Monday, Mar. 16, 1992

The Challenger What Does Pat Want?

By MICHAEL RILEY SAN ANTONIO

A Confederate sword in his hand and a white Stetson hat on his head, Pat Buchanan stands in front of the Alamo. "Take a look behind me," the Republican challenger tells the friendly crowd. "Those fellows put Texas first. They put their own freedom first. They put their own families first, and they were willing to stand up and fight and die for it." Buchanan's own candidacy may face a similar fate, but he hopes his quixotic battle against George Bush will help win the war for the soul of the Republican Party.

Buchanan has already bloodied Bush in a political cross fire that has preoccupied the Republican Party and may help topple the President in November. Just three months ago, Buchanan was an acerbic television commentator; now, thanks to tough economic times and Bush's bumbling ways, Buchanan holds hostage many of the angry "swing" voters who are likely to pick the next President. He has also ignited a crusade that could make him the country's most influential right-wing Republican. Still, when all the votes are tallied, Buchanan will not come close to winning the G.O.P. nomination ! this year, and that raises two questions: What is he really after, and What is he likely to get?

Most of all, Buchanan, who accuses Bush of hijacking the Reagan Revolution, is determined to return the G.O.P. to its conservative roots. While his rhetoric drips with the dark resentments of nativism, isolationism and protectionism, Buchanan is winning broad support with his denunciations of Bush as an unprincipled pragmatist who would rather win re-election than lead the nation. His battle cry of "America First" appeals to those who think the country is headed in the wrong direction. "It is time," says Buchanan, "to start looking out for the forgotten Americans right here in the United States."

> _Instructions for the task_:
Reproduce the passage of the article on Pat Buchanan's challenge to Bush word for word, starting with "The Challenger What" and going on through "the Republican Party.".

> _Dataset extract_:

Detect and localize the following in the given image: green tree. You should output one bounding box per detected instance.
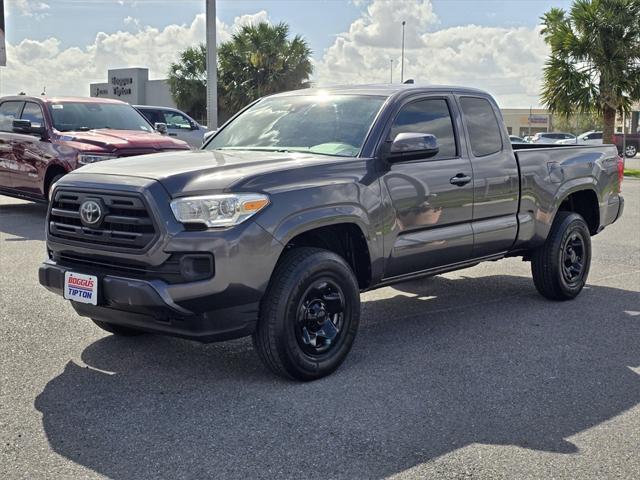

> _Finished task_:
The Challenger What Does Pat Want?

By MICHAEL RILEY SAN ANTONIO

A Confederate sword in his hand and a white Stetson hat on his head, Pat Buchanan stands in front of the Alamo. "Take a look behind me," the Republican challenger tells the friendly crowd. "Those fellows put Texas first. They put their own freedom first. They put their own families first, and they were willing to stand up and fight and die for it." Buchanan's own candidacy may face a similar fate, but he hopes his quixotic battle against George Bush will help win the war for the soul of the Republican Party.